→ **Given instruction**
Output exactly the lines from the line with "Please mark the electrical" through the end of the records below. Include nothing else.

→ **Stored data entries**
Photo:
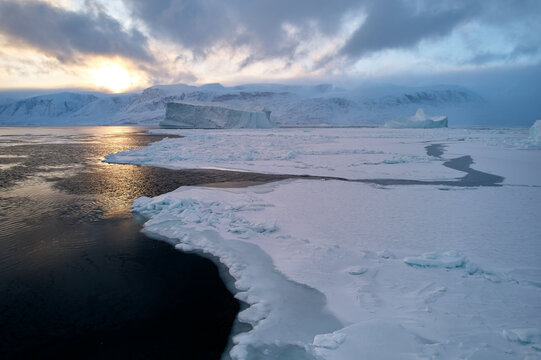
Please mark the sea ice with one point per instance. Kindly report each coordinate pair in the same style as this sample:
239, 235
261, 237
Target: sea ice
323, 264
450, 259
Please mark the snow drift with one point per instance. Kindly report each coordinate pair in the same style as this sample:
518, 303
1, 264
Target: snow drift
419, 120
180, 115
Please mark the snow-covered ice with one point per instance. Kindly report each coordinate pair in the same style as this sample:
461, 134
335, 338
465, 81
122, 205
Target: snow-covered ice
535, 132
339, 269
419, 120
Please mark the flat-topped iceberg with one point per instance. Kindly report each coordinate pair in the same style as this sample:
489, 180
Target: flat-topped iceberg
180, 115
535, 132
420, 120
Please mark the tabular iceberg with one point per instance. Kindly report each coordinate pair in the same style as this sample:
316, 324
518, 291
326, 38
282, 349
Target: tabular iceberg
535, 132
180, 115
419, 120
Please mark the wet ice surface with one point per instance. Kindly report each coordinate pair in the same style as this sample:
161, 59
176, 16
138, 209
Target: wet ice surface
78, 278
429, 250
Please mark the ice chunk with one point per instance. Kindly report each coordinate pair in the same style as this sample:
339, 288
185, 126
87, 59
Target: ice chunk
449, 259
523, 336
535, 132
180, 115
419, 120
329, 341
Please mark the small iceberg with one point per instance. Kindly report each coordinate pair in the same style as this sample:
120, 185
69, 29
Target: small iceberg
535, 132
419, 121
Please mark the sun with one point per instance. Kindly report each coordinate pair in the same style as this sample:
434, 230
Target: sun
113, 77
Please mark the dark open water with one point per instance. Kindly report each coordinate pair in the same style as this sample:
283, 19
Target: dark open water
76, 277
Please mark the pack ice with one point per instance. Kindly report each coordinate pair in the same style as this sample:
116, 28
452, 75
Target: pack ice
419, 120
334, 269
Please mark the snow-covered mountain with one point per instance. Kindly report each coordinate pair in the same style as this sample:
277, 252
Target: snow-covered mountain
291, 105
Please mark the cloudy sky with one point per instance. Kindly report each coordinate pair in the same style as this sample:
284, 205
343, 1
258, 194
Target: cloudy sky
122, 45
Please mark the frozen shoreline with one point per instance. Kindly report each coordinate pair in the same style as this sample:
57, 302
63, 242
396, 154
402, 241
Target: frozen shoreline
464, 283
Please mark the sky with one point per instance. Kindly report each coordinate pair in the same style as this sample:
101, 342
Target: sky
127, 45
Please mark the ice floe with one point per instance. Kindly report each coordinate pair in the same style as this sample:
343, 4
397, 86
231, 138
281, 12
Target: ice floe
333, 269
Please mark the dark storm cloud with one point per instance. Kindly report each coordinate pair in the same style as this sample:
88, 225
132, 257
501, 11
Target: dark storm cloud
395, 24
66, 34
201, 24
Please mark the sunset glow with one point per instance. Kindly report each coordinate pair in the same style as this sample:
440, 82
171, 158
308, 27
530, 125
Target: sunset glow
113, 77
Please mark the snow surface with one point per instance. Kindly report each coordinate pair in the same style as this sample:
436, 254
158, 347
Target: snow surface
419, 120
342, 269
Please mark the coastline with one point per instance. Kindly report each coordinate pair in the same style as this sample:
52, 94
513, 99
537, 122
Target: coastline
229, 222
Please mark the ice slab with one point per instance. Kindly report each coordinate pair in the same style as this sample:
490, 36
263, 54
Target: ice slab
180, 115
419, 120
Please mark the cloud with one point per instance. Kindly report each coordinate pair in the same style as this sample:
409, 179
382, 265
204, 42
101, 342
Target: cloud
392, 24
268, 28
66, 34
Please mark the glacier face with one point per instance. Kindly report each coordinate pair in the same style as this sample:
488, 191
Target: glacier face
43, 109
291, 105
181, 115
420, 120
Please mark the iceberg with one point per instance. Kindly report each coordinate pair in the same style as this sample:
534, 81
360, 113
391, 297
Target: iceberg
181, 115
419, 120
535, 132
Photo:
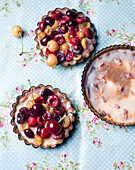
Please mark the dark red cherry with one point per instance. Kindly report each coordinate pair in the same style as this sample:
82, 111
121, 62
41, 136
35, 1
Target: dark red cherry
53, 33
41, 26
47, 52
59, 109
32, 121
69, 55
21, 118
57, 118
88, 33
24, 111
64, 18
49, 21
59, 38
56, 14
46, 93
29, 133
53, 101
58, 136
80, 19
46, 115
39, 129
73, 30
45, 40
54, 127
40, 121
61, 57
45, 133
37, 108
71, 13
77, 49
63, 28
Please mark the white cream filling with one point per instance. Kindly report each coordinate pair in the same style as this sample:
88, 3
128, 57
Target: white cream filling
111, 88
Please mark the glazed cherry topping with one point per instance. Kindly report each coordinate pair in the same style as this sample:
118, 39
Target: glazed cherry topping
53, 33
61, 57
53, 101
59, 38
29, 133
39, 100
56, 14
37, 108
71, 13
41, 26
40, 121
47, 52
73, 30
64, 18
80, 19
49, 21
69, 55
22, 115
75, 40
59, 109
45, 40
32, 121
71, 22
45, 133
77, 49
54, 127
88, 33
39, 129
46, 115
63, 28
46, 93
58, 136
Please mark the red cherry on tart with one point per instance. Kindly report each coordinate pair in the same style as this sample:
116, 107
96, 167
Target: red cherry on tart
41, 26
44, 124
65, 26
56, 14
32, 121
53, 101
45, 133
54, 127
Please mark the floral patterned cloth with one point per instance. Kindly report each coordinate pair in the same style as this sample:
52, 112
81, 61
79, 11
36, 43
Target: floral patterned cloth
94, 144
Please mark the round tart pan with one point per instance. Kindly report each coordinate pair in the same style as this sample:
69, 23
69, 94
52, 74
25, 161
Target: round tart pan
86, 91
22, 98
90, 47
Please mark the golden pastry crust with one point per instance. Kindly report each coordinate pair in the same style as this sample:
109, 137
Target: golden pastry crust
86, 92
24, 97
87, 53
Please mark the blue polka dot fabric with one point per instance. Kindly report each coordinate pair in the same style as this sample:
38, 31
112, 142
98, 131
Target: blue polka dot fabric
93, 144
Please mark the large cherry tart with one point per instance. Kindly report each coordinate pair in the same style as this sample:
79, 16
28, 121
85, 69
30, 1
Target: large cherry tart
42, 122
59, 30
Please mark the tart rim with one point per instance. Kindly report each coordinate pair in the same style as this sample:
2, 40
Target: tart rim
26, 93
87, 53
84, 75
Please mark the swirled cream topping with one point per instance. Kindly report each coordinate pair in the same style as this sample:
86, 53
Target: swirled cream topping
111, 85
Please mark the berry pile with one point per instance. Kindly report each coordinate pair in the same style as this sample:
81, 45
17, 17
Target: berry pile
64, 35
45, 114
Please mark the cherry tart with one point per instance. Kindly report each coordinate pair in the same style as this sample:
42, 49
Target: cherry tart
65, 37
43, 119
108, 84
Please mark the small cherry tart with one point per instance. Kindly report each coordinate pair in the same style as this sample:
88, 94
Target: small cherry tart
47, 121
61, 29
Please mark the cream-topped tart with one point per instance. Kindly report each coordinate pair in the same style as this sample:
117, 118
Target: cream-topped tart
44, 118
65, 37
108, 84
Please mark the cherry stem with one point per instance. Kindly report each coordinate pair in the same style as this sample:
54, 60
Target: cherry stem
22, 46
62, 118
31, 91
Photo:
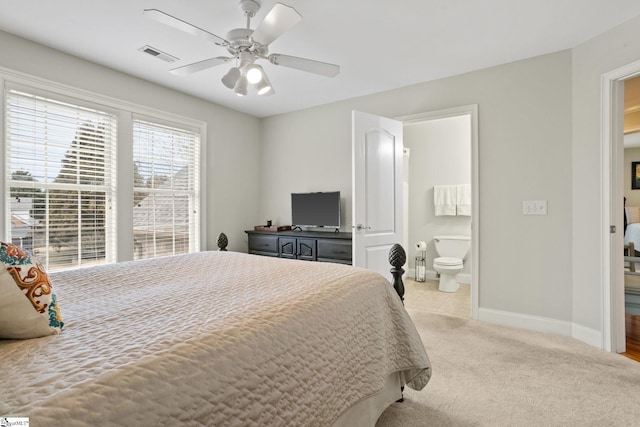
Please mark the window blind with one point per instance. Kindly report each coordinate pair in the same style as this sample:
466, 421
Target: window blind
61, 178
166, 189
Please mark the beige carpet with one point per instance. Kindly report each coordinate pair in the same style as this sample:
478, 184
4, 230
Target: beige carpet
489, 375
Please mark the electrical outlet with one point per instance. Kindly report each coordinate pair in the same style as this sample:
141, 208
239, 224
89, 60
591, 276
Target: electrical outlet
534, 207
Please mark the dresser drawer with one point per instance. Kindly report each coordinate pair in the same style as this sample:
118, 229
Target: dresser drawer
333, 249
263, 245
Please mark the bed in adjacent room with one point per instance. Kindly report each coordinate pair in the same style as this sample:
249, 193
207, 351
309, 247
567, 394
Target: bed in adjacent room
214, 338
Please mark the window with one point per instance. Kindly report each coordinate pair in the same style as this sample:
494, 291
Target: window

→ **Response**
Please mark the electrical outlet with one point per instance. Kindly report each coordinate pair in the same style as this sample:
141, 208
239, 224
89, 60
591, 276
Target: electrical outlet
534, 207
Please mark the dresser drawer with one point per instance. Kindly report each coordinate pair in the same style as this sample:
118, 229
Target: dresser drawer
333, 249
263, 245
Please mark the bed in adjacent room with one point per instance. Kindly report each coordinate pair in the same style as this sample:
249, 193
207, 351
309, 247
567, 394
Target: bed in adjacent room
214, 338
Please mark the window with one point per instance. Kindly report each coordinate pair in the same style as this sample:
494, 291
Target: window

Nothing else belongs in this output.